Texte fourni.
En l’espace de quelques mois, l’ancienne vitrine du commerce de luxe de la capitale et la principale adresse d’affaires du centre-ville est devenue un quartier fantôme.

D.R.

Depuis la double explosion au port, le secteur Foch Allenby dans le centre-ville vit au rythme des réparations. Le souffle de la déflagration a sérieusement endommagé le quartier, où toutes les vitrines, les boiseries des fenêtres et tous les faux plafonds doivent être changés. À ce jour, seule une poignée de boutiques et de bureaux ont repris leurs locaux et leur activité.

Le 4 août 2020 a été le drame de trop pour ce quartier d’affaires, déjà affecté par les manifestations populaires qui ont débuté le 17 octobre 2019. Si, dans un premier temps, elles étaient centralisées autour des places Riad el-Solh et des Martyrs, le mouvement s’est déplacé en 2020 vers le Parlement, à quelques mètres de la rue Weygand, où ont eu lieu de graves affrontements. Plusieurs boutiques ont été saccagées et de nombreuses façades d’immeuble ont été dégradées.

Données recueillies.

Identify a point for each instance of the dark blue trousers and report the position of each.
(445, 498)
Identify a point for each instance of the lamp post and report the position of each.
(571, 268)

Tâches à effectuer.
• a. Recopiez le passage du texte sur le quartier Foch Allenby compris entre « En l’espace de » et « un quartier fantôme. », ces deux extraits inclus.
• b. Poursuivez le texte sur le quartier Foch Allenby après sa dernière phrase.

Réponses par tâche.
• a.
En l’espace de quelques mois, l’ancienne vitrine du commerce de luxe de la capitale et la principale adresse d’affaires du centre-ville est devenue un quartier fantôme.

• b.
En toute logique, la demande tant pour les bureaux que pour les magasins s’est effondrée.

« Je n’ai aucune demande pour la location de bureaux. Et c’est encore pire pour les boutiques. Sur une dizaine d’emplacements dans le secteur, je n’ai qu’un seul locataire. Tous les autres ont fermé. L’été dernier, je négociais encore avec une franchise française de luxe. Depuis octobre 2019, tout est stoppé », témoigne un avocat qui gère plusieurs immeubles entre les rues Foch et Allenby.

L’exode des boutiques remonte à plusieurs mois, des signes avant-coureurs annonçant déjà une crise latente. Les événements et les drames de 2020 n’ont fait qu’aggraver la situation.

« Le quartier est dédié aux commerces de luxe et aux franchises internationales. Dans le contexte actuel, on ne peut s’étonner que les enseignes ferment les unes après les autres », déplore Walid Moussa, président du syndicat des agents immobiliers au Liban (REAL) et de l’agence immobilière PBM.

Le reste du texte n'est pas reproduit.